━━ GIVEN PASSAGE ━━

Clare Follmann is a writer, editor, tea-leaf reader, and herbalist located in Olympia, Washington. Her work engages with themes of landscape and sense of home, language, philosophy, anarchy, story-telling, and the occult.
She has published articles and prose in Oak Journal, Innersleeve, and Elderly Mag, and was the artist-in-residence at Sou’Wester in the spring of 2020.
She is working on two books. How to be at Home: Fragments on Modern Dwelling is a series of prose vignettes exploring what it means to be at home—in the body, in a dwelling, in a community, and in a modern world in crisis. Spellbound is a collection of essays detailing the power of language while seeking to decolonize our modern lexicon.
List of Edited Works
Tend, Gather and Grow Teacher Guide (GRuB, 2020)
D3WX bi Pa lil Plants, Medicine and Native Foods (Northwest Indian Treatment Center, 2019)
Immune & Respiratory Herbs: A Resource for Tribal Communities During COVID-19 (Urban Indian Health Institute, 2020)
Native Infusion: Rethink Your Drink (First Nations Development Institute, 2019)
List of Published Works
Is Anybody Home? A Myth in Crisis
(Oak Journal, Spring 2022)
For Aletheia. Against Comus, Against Erebus: An Invitation to Become Child-like, in Order to Save the World!
(Innersleeve Magazine, May 2021)
Words of the Wasteland: Against a Plastic Language (Oak Journal, October 2020)

━━━

■ BRIEF ■
Please retype the given passage from "Native Infusion: Rethink" up to and including "Save the World!", keeping every word and mark as it appears.

━━ PROVIDED MATERIAL ━━

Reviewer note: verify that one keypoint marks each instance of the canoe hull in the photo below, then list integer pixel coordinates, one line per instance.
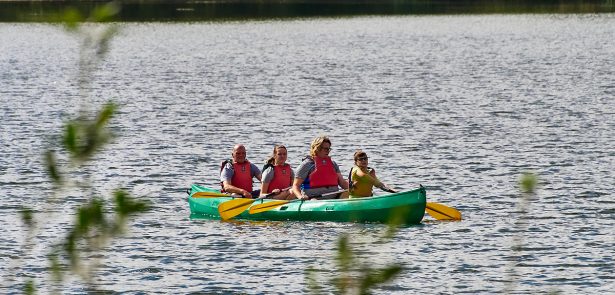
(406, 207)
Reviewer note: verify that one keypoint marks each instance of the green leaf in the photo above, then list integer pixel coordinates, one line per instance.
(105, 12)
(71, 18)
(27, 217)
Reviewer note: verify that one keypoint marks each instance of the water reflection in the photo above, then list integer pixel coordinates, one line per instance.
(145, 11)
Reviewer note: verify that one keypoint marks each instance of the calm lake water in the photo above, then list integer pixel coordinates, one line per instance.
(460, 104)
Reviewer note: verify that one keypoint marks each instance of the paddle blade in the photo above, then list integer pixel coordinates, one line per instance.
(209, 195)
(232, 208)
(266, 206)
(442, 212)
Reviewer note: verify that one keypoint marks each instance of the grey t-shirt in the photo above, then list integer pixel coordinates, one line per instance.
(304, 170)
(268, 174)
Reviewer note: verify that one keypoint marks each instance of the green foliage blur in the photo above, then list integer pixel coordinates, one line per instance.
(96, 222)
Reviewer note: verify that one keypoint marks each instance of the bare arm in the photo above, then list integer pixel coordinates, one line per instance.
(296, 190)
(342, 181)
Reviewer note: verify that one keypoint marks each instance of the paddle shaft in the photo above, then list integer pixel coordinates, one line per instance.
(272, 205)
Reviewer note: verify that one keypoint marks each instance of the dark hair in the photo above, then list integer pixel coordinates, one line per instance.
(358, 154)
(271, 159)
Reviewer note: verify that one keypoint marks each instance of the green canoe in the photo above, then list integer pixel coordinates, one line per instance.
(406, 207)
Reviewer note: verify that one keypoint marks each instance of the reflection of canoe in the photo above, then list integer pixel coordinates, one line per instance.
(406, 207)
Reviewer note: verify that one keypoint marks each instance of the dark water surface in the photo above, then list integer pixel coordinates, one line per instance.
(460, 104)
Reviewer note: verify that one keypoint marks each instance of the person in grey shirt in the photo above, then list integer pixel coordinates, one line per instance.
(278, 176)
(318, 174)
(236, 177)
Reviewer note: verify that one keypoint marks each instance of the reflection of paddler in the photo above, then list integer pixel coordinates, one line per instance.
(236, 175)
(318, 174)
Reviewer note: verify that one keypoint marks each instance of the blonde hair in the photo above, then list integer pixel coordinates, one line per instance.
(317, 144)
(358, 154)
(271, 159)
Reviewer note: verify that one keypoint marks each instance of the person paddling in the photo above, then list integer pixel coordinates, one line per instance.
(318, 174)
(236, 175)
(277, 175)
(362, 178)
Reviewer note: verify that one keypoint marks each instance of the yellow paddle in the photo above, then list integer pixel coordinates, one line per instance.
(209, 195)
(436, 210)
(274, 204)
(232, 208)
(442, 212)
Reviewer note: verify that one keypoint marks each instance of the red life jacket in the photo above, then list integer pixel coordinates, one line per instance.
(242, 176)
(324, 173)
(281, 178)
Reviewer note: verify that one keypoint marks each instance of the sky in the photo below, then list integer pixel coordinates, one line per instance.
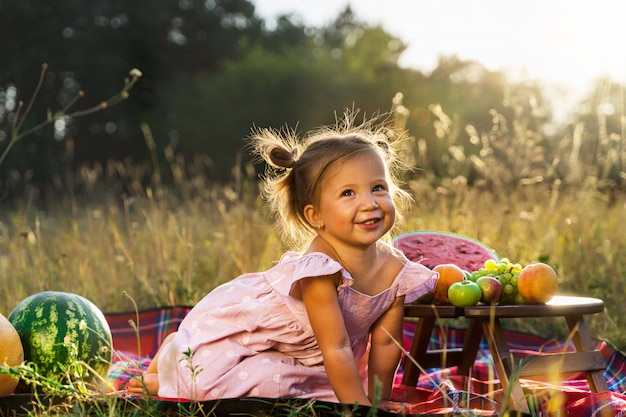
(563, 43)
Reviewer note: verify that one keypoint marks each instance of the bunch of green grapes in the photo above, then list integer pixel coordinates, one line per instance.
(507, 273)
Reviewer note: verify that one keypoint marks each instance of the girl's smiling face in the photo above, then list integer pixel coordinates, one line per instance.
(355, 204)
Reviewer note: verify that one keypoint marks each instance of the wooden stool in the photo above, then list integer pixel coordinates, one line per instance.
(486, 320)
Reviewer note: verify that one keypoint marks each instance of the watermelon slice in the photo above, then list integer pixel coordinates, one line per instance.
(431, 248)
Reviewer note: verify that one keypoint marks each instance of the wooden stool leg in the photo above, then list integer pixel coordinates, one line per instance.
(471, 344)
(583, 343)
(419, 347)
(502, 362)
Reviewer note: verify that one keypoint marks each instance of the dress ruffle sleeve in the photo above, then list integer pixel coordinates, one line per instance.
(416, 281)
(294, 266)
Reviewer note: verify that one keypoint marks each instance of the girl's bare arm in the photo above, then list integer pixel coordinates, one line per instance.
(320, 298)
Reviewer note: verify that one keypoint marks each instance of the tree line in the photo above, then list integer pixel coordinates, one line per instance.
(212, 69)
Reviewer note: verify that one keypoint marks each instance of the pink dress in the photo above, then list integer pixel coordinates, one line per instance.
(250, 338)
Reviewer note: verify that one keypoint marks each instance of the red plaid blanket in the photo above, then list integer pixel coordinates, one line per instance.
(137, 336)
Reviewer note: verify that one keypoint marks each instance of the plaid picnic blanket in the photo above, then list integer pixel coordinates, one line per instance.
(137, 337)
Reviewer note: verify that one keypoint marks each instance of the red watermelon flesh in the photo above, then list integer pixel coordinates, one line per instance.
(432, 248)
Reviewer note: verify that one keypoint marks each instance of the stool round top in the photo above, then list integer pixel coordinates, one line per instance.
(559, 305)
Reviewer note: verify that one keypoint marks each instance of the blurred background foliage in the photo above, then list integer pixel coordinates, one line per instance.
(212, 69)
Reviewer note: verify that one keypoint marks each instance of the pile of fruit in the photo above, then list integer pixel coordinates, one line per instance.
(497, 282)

━━━

■ OUTPUT ■
Native Infusion: Rethink Your Drink (First Nations Development Institute, 2019)
List of Published Works
Is Anybody Home? A Myth in Crisis
(Oak Journal, Spring 2022)
For Aletheia. Against Comus, Against Erebus: An Invitation to Become Child-like, in Order to Save the World!